### Dataset extract
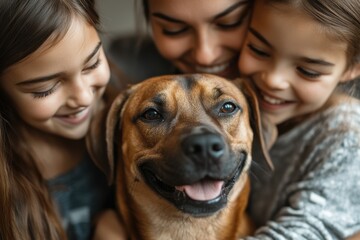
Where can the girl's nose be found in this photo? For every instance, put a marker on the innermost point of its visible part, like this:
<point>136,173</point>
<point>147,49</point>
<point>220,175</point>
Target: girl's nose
<point>80,93</point>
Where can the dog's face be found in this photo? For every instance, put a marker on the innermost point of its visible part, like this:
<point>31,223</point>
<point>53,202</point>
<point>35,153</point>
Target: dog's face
<point>185,138</point>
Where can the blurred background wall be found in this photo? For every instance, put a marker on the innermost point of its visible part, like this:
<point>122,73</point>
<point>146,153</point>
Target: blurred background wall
<point>117,18</point>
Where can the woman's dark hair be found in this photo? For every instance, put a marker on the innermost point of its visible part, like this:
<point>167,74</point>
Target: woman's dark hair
<point>26,207</point>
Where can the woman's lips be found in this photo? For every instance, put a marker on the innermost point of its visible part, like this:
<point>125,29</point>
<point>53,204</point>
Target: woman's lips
<point>76,117</point>
<point>213,70</point>
<point>225,69</point>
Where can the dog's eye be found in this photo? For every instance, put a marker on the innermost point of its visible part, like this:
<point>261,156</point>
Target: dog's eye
<point>151,115</point>
<point>228,107</point>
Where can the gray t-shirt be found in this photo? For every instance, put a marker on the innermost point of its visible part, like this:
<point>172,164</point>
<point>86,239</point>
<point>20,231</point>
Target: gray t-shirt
<point>314,192</point>
<point>79,195</point>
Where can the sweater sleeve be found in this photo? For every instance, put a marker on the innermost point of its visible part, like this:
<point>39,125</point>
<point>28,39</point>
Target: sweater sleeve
<point>323,202</point>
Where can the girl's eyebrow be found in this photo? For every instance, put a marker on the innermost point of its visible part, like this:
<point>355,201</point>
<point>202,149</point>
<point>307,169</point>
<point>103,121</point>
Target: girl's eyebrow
<point>56,75</point>
<point>219,15</point>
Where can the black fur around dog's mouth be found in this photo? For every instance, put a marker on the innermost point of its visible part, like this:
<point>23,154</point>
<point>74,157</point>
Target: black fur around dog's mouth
<point>186,204</point>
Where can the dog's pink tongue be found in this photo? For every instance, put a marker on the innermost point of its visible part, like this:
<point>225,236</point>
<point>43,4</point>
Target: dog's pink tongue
<point>202,191</point>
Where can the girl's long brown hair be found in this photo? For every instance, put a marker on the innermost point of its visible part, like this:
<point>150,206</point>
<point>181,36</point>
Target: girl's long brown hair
<point>26,208</point>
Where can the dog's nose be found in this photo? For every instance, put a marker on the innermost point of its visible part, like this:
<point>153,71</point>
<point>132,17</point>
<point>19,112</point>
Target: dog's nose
<point>204,146</point>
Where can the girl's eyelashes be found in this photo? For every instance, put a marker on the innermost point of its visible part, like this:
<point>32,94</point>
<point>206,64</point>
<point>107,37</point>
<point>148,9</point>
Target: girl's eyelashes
<point>308,73</point>
<point>174,32</point>
<point>94,66</point>
<point>258,52</point>
<point>45,93</point>
<point>228,26</point>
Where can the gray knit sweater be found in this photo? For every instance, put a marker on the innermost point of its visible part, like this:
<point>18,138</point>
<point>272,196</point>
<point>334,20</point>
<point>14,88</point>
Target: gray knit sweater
<point>314,192</point>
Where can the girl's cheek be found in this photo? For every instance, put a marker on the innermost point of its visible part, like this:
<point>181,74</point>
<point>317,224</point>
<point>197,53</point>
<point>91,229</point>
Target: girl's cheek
<point>247,65</point>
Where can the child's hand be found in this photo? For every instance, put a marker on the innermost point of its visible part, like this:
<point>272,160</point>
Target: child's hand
<point>109,227</point>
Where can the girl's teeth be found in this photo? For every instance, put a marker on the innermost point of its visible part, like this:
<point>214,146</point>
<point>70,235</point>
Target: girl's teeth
<point>215,69</point>
<point>77,114</point>
<point>272,100</point>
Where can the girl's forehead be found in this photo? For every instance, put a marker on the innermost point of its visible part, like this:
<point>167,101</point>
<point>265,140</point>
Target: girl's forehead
<point>291,31</point>
<point>189,9</point>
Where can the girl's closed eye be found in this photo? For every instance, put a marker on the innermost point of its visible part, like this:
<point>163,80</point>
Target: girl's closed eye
<point>45,93</point>
<point>93,66</point>
<point>233,20</point>
<point>308,73</point>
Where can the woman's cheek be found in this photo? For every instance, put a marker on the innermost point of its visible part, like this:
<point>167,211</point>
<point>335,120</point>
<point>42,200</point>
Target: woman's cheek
<point>247,65</point>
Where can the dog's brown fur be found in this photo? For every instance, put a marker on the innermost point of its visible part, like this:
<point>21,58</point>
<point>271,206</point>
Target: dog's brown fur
<point>187,105</point>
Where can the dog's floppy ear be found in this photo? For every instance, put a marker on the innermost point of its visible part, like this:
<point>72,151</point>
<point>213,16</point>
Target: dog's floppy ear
<point>264,133</point>
<point>100,139</point>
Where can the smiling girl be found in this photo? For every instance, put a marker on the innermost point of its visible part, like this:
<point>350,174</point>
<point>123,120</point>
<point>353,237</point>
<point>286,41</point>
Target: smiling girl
<point>53,74</point>
<point>300,56</point>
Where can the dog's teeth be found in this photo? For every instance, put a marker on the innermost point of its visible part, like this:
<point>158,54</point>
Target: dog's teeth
<point>203,190</point>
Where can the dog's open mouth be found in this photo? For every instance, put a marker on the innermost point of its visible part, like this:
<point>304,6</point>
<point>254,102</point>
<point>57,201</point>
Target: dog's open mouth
<point>200,199</point>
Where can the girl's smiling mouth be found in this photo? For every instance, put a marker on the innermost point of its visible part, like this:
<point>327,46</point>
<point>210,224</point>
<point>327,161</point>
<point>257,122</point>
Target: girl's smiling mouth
<point>76,117</point>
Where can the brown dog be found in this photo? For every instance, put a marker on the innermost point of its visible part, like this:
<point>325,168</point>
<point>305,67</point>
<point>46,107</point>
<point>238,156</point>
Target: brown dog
<point>182,146</point>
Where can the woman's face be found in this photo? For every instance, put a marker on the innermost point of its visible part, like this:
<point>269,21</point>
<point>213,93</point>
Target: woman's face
<point>56,89</point>
<point>200,35</point>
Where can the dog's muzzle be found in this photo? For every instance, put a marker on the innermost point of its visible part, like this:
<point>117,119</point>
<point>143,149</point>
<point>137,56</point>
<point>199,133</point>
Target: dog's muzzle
<point>198,177</point>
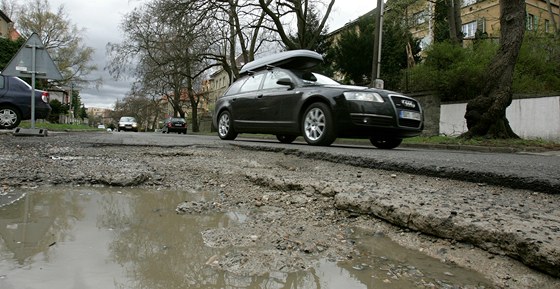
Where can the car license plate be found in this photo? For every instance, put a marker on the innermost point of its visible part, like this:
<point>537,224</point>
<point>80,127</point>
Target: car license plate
<point>410,115</point>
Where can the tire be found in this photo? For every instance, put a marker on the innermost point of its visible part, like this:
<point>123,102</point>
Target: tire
<point>385,143</point>
<point>9,117</point>
<point>317,125</point>
<point>287,139</point>
<point>225,126</point>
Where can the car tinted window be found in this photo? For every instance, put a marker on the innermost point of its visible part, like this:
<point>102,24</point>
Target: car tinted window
<point>18,84</point>
<point>253,83</point>
<point>234,88</point>
<point>311,78</point>
<point>272,77</point>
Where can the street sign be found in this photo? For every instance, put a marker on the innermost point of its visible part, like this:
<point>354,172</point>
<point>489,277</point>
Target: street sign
<point>33,58</point>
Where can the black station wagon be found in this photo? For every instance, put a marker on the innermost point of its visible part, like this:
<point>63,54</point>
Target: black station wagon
<point>280,95</point>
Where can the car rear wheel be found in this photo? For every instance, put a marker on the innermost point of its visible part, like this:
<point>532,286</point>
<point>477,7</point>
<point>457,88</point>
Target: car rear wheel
<point>318,125</point>
<point>286,138</point>
<point>385,143</point>
<point>9,117</point>
<point>225,126</point>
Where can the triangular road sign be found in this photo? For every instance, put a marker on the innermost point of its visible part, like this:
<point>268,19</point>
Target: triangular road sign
<point>22,63</point>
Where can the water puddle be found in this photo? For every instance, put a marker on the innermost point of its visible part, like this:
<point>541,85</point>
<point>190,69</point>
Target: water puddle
<point>131,238</point>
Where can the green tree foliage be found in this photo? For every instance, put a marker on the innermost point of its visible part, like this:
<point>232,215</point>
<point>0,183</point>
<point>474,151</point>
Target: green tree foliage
<point>453,72</point>
<point>8,48</point>
<point>456,73</point>
<point>353,52</point>
<point>538,66</point>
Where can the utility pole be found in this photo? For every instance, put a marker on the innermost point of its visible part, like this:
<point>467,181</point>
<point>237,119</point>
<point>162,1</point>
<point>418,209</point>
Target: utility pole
<point>376,66</point>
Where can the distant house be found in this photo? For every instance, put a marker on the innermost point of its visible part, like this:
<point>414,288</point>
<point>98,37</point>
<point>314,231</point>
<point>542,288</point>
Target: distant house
<point>480,17</point>
<point>7,29</point>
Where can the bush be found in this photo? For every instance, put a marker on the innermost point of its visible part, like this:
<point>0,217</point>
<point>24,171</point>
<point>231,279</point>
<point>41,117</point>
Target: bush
<point>538,66</point>
<point>453,72</point>
<point>457,74</point>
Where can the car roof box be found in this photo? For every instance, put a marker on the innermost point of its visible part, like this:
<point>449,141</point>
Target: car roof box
<point>293,59</point>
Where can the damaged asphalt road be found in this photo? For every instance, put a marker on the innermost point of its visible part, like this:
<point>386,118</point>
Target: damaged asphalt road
<point>510,233</point>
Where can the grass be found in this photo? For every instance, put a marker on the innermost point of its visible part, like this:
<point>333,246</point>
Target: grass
<point>515,143</point>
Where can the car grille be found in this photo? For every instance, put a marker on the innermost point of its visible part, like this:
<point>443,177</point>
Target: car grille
<point>402,103</point>
<point>409,123</point>
<point>405,103</point>
<point>372,120</point>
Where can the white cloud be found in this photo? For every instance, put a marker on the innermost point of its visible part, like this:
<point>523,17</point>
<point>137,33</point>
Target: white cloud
<point>101,19</point>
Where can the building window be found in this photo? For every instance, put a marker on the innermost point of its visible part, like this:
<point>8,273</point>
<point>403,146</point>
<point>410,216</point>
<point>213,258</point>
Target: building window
<point>468,2</point>
<point>469,29</point>
<point>419,17</point>
<point>530,22</point>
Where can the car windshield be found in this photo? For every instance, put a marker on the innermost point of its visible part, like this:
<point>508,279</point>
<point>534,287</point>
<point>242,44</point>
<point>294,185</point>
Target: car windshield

### What you have to do
Taking the lines above, repeat exactly those from the line that contains "Target: car license plate" through the line that contains "<point>354,172</point>", and both of those lines as well. Include nothing else.

### Answer for the task
Target: car license plate
<point>410,115</point>
Where can the tire be found in this photo? For every instance, put a marker on the innermost point of its visible part, like this:
<point>123,102</point>
Target: tire
<point>385,143</point>
<point>9,117</point>
<point>317,125</point>
<point>287,139</point>
<point>225,126</point>
Where can the car tinted window be found in this photo? For every instance, put a marker on the innermost point of its visible part, like this:
<point>102,24</point>
Target: car tinted window
<point>18,84</point>
<point>253,83</point>
<point>234,88</point>
<point>311,78</point>
<point>272,77</point>
Where can the street sign be found in this photo? For every instance, put a marker on the innermost point of its visible part, like this:
<point>354,172</point>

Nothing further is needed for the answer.